-- BEGIN DOCUMENT PASSAGE --

Modified from [1] and [3]

The following steps of Analysis and a Moment-Distribution Table can help make calculations quick and easy. A Moment Distribution Table helps organize all FEM, Unbalanced Moments and carry over moments occurring at the end of each beam in a structure. Therefore a Moment Distribution Table needs a column for each member end in the structure. Note: beams are cut at supports creating two members, therefore two columns are required for each joint in the middle of a beam.

1) Calculate the distribution factors at every joint that is free to rotate. This is done by calculating each member's stiffness and then plugging them into the Distribution Factor Equation (Note: the sum of the distribution factors at any joint must equal one). Place these Distribution Factors in the Moment-Distribution Table at the top of the column corresponding to the correct member end.
2) Using the Fixed End Moment equations provided in the table here [4] or in the back cover of [1] or [2], calculate the fixed-end moments assuming that all the joints that are free to rotate are clamped. Add these numbers in the next row of the Moment-Distribution table.
3) Start the iterative distribution process. This process will likely be repeated a few times:
a) Choose a joint to begin with and remove the imaginary clamp. Sum the fixed end moments on the joint. (Note: ensure you are accounting for the direction change.)
b) Using the distribution factors, find how much of the moment is distributed to each side of the joint.
c) Use the carry-over moments to calculate how much of the distributed moment is carried over to adjacent joints and enter these values in the next row of the table.
d) Check all the values are filled into the Moment-Distribution table.
e) Repeat step 3 until all joints are balanced (no changes to moment values after carry-over is applied).
4) Find the final moments at each joint by summing ALL moments and carry-over moments that have been calculated for that joint. The moment-distribution table makes this step much easier to complete. Simply sum each column to find the final moment value. If done correctly the moments will satisfy the moment equilibrium equation (ie: the moments on either side of a joint should be equal and opposite values).

-- END DOCUMENT PASSAGE --
-- BEGIN STORED DATA --

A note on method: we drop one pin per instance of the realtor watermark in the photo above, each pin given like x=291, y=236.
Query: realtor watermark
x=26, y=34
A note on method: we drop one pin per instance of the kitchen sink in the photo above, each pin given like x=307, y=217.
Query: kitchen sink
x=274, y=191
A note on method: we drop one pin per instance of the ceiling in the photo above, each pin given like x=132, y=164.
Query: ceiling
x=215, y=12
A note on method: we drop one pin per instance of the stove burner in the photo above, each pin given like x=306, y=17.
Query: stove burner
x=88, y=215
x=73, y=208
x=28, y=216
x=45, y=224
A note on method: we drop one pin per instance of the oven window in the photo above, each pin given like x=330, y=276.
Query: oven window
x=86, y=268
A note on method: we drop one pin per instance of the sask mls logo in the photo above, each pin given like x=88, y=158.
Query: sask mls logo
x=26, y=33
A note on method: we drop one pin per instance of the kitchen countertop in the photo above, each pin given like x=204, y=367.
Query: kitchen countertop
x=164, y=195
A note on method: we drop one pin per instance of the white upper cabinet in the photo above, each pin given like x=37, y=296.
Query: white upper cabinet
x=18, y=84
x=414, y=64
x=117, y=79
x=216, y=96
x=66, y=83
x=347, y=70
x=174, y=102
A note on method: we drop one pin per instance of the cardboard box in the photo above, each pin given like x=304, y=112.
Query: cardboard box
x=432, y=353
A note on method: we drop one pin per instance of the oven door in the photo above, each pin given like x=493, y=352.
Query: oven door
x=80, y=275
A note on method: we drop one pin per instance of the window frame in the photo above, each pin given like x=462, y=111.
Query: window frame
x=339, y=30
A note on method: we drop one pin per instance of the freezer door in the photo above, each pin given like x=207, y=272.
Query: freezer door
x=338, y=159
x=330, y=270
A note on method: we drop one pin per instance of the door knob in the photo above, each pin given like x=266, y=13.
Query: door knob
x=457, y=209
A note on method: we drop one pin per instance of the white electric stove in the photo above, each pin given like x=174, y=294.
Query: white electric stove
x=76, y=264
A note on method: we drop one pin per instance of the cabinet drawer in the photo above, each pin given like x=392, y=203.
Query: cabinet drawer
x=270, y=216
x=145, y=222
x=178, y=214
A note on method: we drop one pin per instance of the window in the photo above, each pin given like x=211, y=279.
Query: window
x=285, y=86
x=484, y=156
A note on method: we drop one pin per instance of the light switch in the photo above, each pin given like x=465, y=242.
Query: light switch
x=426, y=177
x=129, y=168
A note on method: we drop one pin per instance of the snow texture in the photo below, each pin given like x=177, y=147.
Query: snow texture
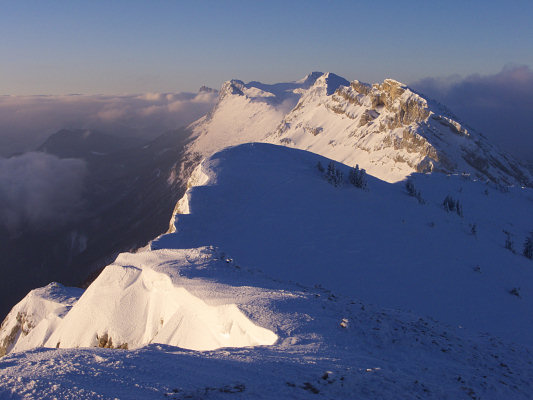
x=270, y=253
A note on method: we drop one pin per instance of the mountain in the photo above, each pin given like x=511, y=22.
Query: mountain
x=84, y=143
x=387, y=128
x=287, y=273
x=129, y=182
x=268, y=251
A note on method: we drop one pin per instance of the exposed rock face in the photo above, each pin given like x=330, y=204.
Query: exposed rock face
x=387, y=127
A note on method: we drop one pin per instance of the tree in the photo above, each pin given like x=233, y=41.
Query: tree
x=411, y=191
x=357, y=177
x=508, y=241
x=528, y=247
x=450, y=204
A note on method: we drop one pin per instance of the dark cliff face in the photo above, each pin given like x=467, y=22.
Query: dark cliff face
x=129, y=196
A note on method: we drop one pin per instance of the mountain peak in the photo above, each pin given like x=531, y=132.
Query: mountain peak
x=330, y=82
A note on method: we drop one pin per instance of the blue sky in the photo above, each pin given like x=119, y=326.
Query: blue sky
x=58, y=47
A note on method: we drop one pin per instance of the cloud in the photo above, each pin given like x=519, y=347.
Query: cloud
x=39, y=191
x=26, y=121
x=499, y=105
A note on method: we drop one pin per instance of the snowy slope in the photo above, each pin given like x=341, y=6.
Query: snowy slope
x=33, y=319
x=269, y=252
x=245, y=113
x=386, y=128
x=270, y=207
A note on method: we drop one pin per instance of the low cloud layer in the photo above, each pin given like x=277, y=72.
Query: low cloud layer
x=26, y=121
x=499, y=106
x=39, y=191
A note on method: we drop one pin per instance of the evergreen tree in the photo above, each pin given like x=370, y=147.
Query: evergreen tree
x=528, y=247
x=357, y=177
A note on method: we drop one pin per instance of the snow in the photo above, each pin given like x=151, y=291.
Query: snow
x=135, y=302
x=325, y=114
x=274, y=283
x=270, y=207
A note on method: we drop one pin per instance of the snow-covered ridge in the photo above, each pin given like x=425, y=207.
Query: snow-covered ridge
x=386, y=128
x=269, y=252
x=263, y=206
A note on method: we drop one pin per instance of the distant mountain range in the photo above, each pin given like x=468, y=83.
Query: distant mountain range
x=353, y=240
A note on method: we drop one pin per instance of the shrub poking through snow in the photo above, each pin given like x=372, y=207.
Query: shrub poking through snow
x=411, y=191
x=357, y=177
x=450, y=205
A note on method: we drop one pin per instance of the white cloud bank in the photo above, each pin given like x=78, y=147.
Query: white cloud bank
x=26, y=121
x=39, y=191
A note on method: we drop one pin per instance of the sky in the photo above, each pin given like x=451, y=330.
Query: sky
x=125, y=47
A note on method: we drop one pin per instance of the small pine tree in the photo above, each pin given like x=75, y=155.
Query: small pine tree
x=358, y=177
x=450, y=204
x=528, y=247
x=508, y=242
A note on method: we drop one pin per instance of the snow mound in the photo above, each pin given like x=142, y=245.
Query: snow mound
x=270, y=207
x=139, y=299
x=33, y=319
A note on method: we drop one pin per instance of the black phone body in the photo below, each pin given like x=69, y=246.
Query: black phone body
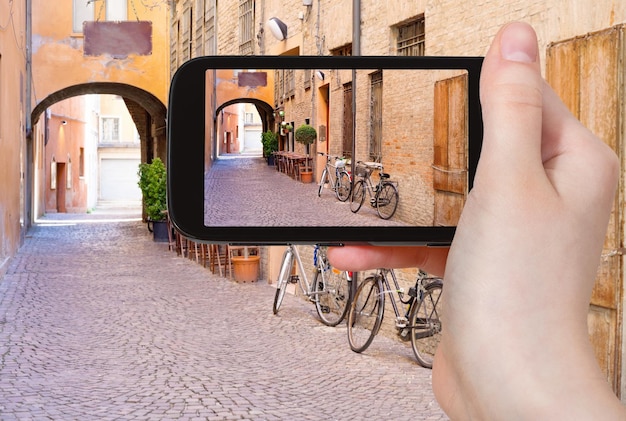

-- END STORED DATA --

**PARTS OF THE EXERCISE:**
A – Do the following statements agree with the moment-distribution passage? Answer yes or no for each, quoting the deciding words.
(i) The distribution factors at any joint must add up to one.
(ii) Fixed-end moments are calculated assuming that joints free to rotate are left unclamped.
(iii) A Moment Distribution Table needs one column for each joint in the structure.
B – Using the moment-distribution passage, answer these questions:
(i) How many columns are required for each joint in the middle of a beam?
(ii) Until when is step 3 repeated?
(iii) How is the final moment value found from the table?

**SOLUTIONS PER TASK:**
A –
(i) Yes: "the sum of the distribution factors at any joint must equal one"
(ii) No: "assuming that all the joints that are free to rotate are clamped"
(iii) No: "a Moment Distribution Table needs a column for each member end in the structure"

B –
(i) Two columns are required for each joint in the middle of a beam.
(ii) Step 3 is repeated until all joints are balanced, meaning there are no changes to moment values after carry-over is applied.
(iii) Each column is summed to find the final moment value.